**Written exercise 1**
Update the issue thread from "From the current" up to and including "think @ShaRefOh ?", using "reasoning" in place of "rationale".

□ □ □

[NLP] Consider adding distinction in research filter for automatically classified posts vs prediction based classification

Common-SenseMakers / sensemakers

Sensemakers infrastructure for developing AI-based tools for semantic annotations of social posts. Cross-poster app to publish your semantic posts on different networks.

GNU General Public License v3.0

1 stars 2 forks source link

[NLP] Consider adding distinction in research filter for automatically classified posts vs prediction based classification #76

Open ronentk opened 2 months ago

ronentk commented 2 months ago

For example, something like this

class SciFilterClassfication(Enum):
    NOT_CLASSIFIED = "not_classified"
    """ For posts automatically classified as research
    (for example based on citoid item types)"""
    RESEARCH_AUTO = "research_auto"
    """ For posts predicted to be related to research"""
    RESEARCH_PRED = "research_pred"
    """ For posts predicted to be unrelated to research"""
    NOT_RESEARCH = "not_research"

From the current form:

class SciFilterClassfication(Enum):
    NOT_CLASSIFIED = "not_classified"
    RESEARCH = "research"
    NOT_RESEARCH = "not_research"

The rationale is 1- it can help with the filter evaluation - differentiating between easy (auto) and hard cases (pred) 2 - we might want to use the information in the app to further organize the queue/UX

What do you think @ShaRefOh ?

ShaRefOh commented 2 months ago

We can present the data in a meaningful way, but not to evaluate it as a multi-label problem, as the True Labels are by def binary. What are the conditions for getting "research_auto"? I already have the types logged in the outcome dataset, I can simply use it to run an evaluation that includes aggregation of that data

ronentk commented 2 months ago


item_types_whitelist = [
    "bookSection",
    "journalArticle",
    "preprint",
    "book",
    "manuscript",
    "thesis",
    "presentation",
    "conferencePaper",
    "report",
]

# if any item types on the whitelist, pass automatically
    if len(set(result.item_types).intersection(set(item_types_whitelist))) > 0:
        return SciFilterClassfication.RESEARCH

(https://github.com/Common-SenseMakers/sensemakers/blob/nlp-dev/nlp/desci_sense/shared_functions/filters/research_filter.py)

ronentk commented 2 months ago

@ShaRefOh this condition holds for your annotations as well, right?

if len(set(result.item_types).intersection(set(item_types_whitelist))) > 0:
        return SciFilterClassfication.RESEARCH

□ □ □

**Written exercise 2**
Format the records from the line with "<item>orange kite reflection</item> ->" up to and including the line with "Outline every instance of the <item>orange" as a Markdown table with the columns n and Line, one numbered row per line and no blank lines.

**Extracted data entries**
□ □ □

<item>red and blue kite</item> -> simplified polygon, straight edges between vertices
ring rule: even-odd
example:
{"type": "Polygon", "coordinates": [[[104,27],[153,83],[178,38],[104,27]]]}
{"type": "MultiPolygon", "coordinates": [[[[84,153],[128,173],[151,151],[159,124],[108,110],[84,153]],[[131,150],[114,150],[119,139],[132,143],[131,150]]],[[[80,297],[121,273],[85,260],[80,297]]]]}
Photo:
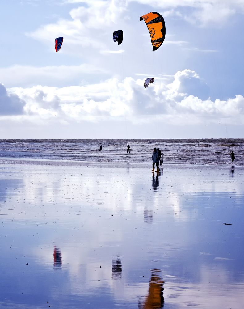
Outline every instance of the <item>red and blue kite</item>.
{"type": "Polygon", "coordinates": [[[62,36],[55,39],[55,49],[56,52],[58,52],[61,48],[63,39],[62,36]]]}

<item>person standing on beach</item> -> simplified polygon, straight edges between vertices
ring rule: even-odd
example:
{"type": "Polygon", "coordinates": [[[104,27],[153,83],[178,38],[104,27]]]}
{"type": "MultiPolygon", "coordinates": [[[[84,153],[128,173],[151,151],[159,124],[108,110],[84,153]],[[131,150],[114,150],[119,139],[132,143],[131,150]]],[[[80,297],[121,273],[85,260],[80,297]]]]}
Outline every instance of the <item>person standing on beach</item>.
{"type": "Polygon", "coordinates": [[[153,173],[154,172],[155,163],[156,163],[156,166],[157,166],[157,170],[156,171],[159,172],[159,156],[158,154],[158,152],[156,148],[154,148],[153,150],[153,155],[152,156],[152,159],[153,160],[153,169],[151,171],[153,173]]]}
{"type": "Polygon", "coordinates": [[[159,161],[160,161],[160,165],[163,165],[163,154],[162,154],[161,152],[161,150],[159,149],[159,148],[157,148],[157,150],[158,153],[158,154],[159,156],[159,161]],[[162,159],[161,159],[161,157],[162,157],[162,159]]]}
{"type": "Polygon", "coordinates": [[[229,155],[231,157],[231,160],[232,162],[234,162],[234,160],[235,159],[235,154],[233,150],[231,151],[231,153],[229,154],[229,155]]]}

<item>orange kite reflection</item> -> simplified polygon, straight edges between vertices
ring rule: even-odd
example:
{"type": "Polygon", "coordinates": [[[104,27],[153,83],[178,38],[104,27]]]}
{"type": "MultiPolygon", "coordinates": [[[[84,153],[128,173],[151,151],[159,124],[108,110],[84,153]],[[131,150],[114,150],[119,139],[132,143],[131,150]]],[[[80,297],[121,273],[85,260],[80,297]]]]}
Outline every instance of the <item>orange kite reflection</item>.
{"type": "Polygon", "coordinates": [[[59,248],[54,247],[53,251],[53,268],[55,269],[62,268],[62,258],[61,252],[59,248]]]}
{"type": "Polygon", "coordinates": [[[143,303],[138,304],[139,309],[159,309],[163,307],[164,298],[163,287],[164,281],[160,277],[159,269],[152,269],[148,294],[143,303]]]}

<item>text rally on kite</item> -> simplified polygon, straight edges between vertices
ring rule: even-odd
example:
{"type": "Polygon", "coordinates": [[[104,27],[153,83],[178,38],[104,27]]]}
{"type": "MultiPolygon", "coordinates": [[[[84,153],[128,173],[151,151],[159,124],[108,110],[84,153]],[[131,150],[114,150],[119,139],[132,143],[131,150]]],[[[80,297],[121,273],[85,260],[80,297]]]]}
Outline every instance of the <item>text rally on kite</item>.
{"type": "Polygon", "coordinates": [[[151,12],[141,16],[140,21],[144,20],[151,36],[153,50],[157,50],[162,44],[165,37],[165,23],[159,13],[151,12]]]}
{"type": "Polygon", "coordinates": [[[62,36],[55,39],[55,49],[56,52],[58,52],[61,48],[63,39],[64,38],[62,36]]]}
{"type": "Polygon", "coordinates": [[[114,31],[114,43],[116,41],[118,42],[118,45],[121,44],[123,40],[123,31],[122,30],[117,30],[114,31]]]}
{"type": "Polygon", "coordinates": [[[144,82],[144,87],[146,88],[150,83],[151,84],[154,81],[154,79],[153,77],[149,77],[148,78],[147,78],[144,82]]]}

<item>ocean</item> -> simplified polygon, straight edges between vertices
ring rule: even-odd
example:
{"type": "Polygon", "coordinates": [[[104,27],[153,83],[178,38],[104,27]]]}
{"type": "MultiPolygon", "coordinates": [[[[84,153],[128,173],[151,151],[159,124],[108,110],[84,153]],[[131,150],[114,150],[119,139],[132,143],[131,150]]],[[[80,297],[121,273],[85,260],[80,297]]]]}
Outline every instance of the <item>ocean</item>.
{"type": "Polygon", "coordinates": [[[144,164],[151,163],[154,148],[163,153],[165,164],[244,166],[243,139],[1,140],[0,156],[6,160],[144,164]],[[127,153],[128,144],[130,153],[127,153]],[[233,163],[230,150],[235,153],[233,163]]]}

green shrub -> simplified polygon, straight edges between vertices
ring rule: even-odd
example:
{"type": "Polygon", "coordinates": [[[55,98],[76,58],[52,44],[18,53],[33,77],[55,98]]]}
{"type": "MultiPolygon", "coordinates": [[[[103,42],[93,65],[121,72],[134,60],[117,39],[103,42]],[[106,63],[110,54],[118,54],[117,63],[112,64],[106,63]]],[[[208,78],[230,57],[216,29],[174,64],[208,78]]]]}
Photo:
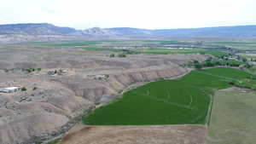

□ □ □

**Full output 1**
From the current form:

class SciFilterClassfication(Enum):
    NOT_CLASSIFIED = "not_classified"
    RESEARCH = "research"
    NOT_RESEARCH = "not_research"

The reasoning is 1- it can help with the filter evaluation - differentiating between easy (auto) and hard cases (pred) 2 - we might want to use the information in the app to further organize the queue/UX

What do you think @ShaRefOh ?

**Full output 2**
| n | Line |
|---|---|
| 1 | <item>orange kite reflection</item> -> simplified polygon, straight edges between vertices |
| 2 | ring rule: even-odd |
| 3 | example: |
| 4 | {"type": "Polygon", "coordinates": [[[104,27],[153,83],[178,38],[104,27]]]} |
| 5 | {"type": "MultiPolygon", "coordinates": [[[[84,153],[128,173],[151,151],[159,124],[108,110],[84,153]],[[131,150],[114,150],[119,139],[132,143],[131,150]]],[[[80,297],[121,273],[85,260],[80,297]]]]} |
| 6 | Outline every instance of the <item>orange kite reflection</item>. |